The Market Leadership Strategy is designed to be a small portion of your overall investment portfolio. Our goal: to provide an easy-to-use investment approach with a potential for powerful returns.
The Market Leadership Strategy indicates a potential to outperform the S&P 500 with less risk. See below how to implement this strategy.
RANKINGS & RECOMMENDATIONS
Data updated the first market day of the week by 1:00 pm Eastern
See list of applicable ETFs to trade.
The Market Leadership Strategy always has two holdings with nominal weighting of 50% each. Based on the rankings, one of the positions can be a money market fund. This strategy will buy the top two (2) ranked funds and hold them as long as they are ranked as a top-5 fund. If a holding drops below #5, the strategy will sell it and purchase the highest ranked style not already owned. Additional information on interpreting and following this strategy can be found below.
AllStarInvestor.com is not affiliated with any of the index providers mentioned above. The twelve named Russell indexes are registered trademarks of Russell Investments. The Nasdaq 100® Index is the registered trademark of Nasdaq. The MSCI EAFE® Index is the registered trademark of Morgan Stanley Capital International. The S&P Global 100® Index is the registered trademark of Standard and Poor’s.
|Year||Market Leadership Strategy||S&P 500 Total Return|
|2017 YTD (as of 3/31/17)||-0.5%||+6.1%|
Following the Strategy
This investment program assumes you invest in just two (2) positions, equally weighted at 50% each.
- Get started by purchasing the top two ranked indexes that are highlighted in GREEN. Since you cannot buy an index outright, buy an equivalent Exchange Traded Fund – ETF. See this chart for equivalent ETFs here.
- Continue to hold those two securities as long as they remain among the top five ranked securities highlighted in GREEN or YELLOW. Average hold time of a fund is 5.5 months.
+ + + + +
• Work instruction
Rewrite the paragraph of the Market Leadership Strategy text that begins "The Market Leadership Strategy always has two holdings" as a short list, keeping its main facts. Rely only on the Market Leadership Strategy text.

Records from a collection
+ + + + +
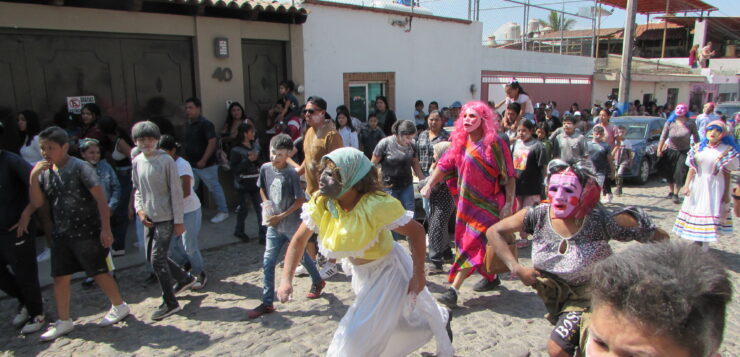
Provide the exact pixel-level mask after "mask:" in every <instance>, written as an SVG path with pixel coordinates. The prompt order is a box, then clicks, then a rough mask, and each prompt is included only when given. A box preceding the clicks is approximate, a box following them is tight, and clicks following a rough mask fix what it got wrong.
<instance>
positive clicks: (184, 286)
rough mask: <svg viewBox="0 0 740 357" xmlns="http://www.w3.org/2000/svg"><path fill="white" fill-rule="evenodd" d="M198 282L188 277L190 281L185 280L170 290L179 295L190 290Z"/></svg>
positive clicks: (197, 279) (180, 282) (193, 278)
mask: <svg viewBox="0 0 740 357" xmlns="http://www.w3.org/2000/svg"><path fill="white" fill-rule="evenodd" d="M197 282H198V279H196V278H194V277H192V276H191V277H190V279H188V280H185V281H183V282H180V283H177V284H175V286H174V287H173V288H172V290H174V293H175V295H176V296H177V295H180V294H181V293H183V292H185V291H186V290H188V289H190V288H192V287H193V285H195V283H197Z"/></svg>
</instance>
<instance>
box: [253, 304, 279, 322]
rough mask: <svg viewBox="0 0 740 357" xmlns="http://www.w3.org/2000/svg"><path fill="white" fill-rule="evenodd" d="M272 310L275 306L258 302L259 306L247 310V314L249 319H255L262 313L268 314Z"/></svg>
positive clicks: (274, 307) (259, 316) (272, 309)
mask: <svg viewBox="0 0 740 357" xmlns="http://www.w3.org/2000/svg"><path fill="white" fill-rule="evenodd" d="M274 311H275V306H273V305H265V304H260V306H257V307H256V308H254V309H252V310H249V311H247V316H248V317H249V318H250V319H256V318H258V317H260V316H262V315H264V314H269V313H271V312H274Z"/></svg>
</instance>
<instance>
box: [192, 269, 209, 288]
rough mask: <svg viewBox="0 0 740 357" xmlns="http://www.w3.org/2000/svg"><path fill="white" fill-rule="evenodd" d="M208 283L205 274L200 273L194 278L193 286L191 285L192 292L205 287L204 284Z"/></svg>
mask: <svg viewBox="0 0 740 357" xmlns="http://www.w3.org/2000/svg"><path fill="white" fill-rule="evenodd" d="M207 283H208V277H206V272H204V271H202V272H200V274H198V276H196V277H195V284H193V290H200V289H203V288H205V287H206V284H207Z"/></svg>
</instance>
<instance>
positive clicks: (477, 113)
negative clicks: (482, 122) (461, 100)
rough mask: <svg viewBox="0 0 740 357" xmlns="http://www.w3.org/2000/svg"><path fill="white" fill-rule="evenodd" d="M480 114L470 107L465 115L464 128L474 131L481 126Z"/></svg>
mask: <svg viewBox="0 0 740 357" xmlns="http://www.w3.org/2000/svg"><path fill="white" fill-rule="evenodd" d="M480 120H481V119H480V116H479V115H478V112H476V111H475V110H472V109H468V110H467V111H466V112H465V116H464V117H463V128H465V131H466V132H468V133H472V132H474V131H475V130H477V129H478V127H480Z"/></svg>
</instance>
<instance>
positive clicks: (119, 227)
mask: <svg viewBox="0 0 740 357" xmlns="http://www.w3.org/2000/svg"><path fill="white" fill-rule="evenodd" d="M116 176H117V177H118V182H119V183H120V184H121V198H120V199H119V200H118V207H116V209H115V210H114V211H113V217H111V231H112V232H113V250H125V249H126V231H128V224H129V221H128V203H129V199H130V198H131V189H132V186H131V169H130V168H129V169H125V170H119V169H116Z"/></svg>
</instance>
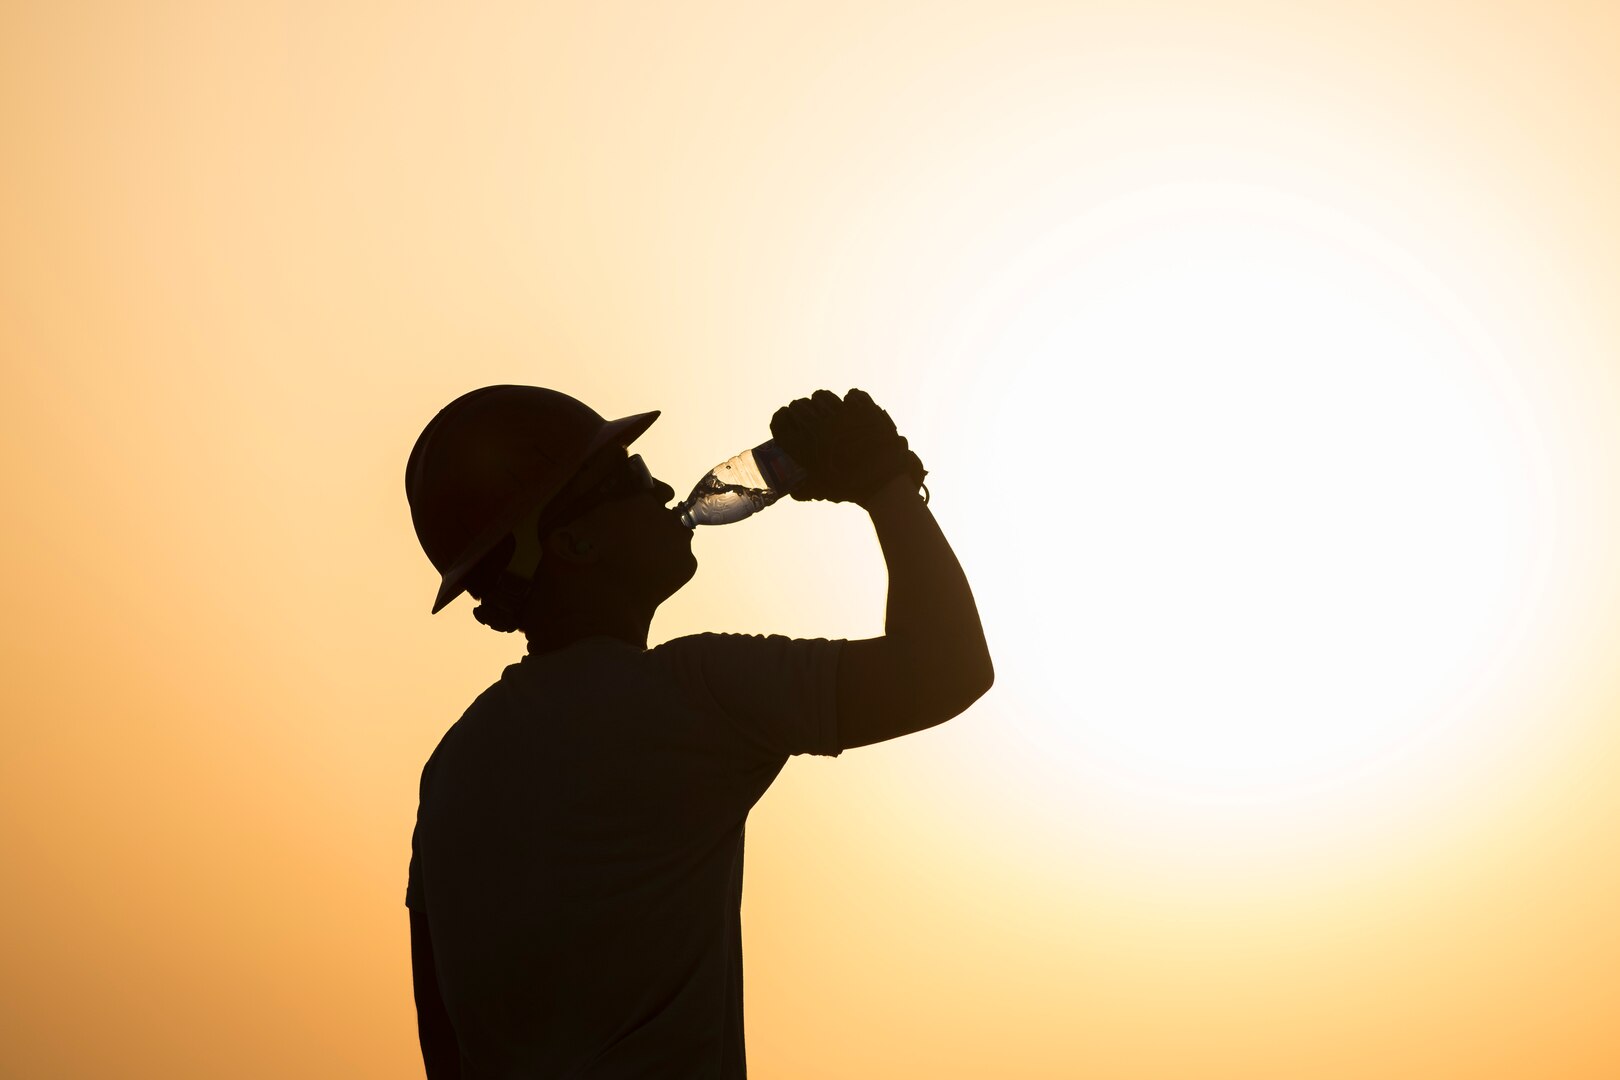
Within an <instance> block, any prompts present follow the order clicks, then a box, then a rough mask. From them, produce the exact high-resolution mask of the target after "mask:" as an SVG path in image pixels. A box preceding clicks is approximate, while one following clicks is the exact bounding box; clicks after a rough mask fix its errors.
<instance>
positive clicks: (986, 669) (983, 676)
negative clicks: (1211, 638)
mask: <svg viewBox="0 0 1620 1080" xmlns="http://www.w3.org/2000/svg"><path fill="white" fill-rule="evenodd" d="M975 675H977V678H975V680H974V696H972V698H969V701H967V704H972V703H974V701H978V699H980V698H983V696H985V695H987V693H990V688H991V687H995V685H996V669H995V664H991V662H990V654H988V653H985V662H983V664H982V665H980V667H978V669H977V670H975Z"/></svg>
+ + + + +
• Response to this task
- The strategy always has two holdings, each with a nominal weighting of 50%.
- Depending on the rankings, one position can be a money market fund.
- It buys the top two ranked funds and holds each as long as it stays a top-5 fund.
- If a holding drops below #5, it is sold and replaced with the highest ranked style not already owned.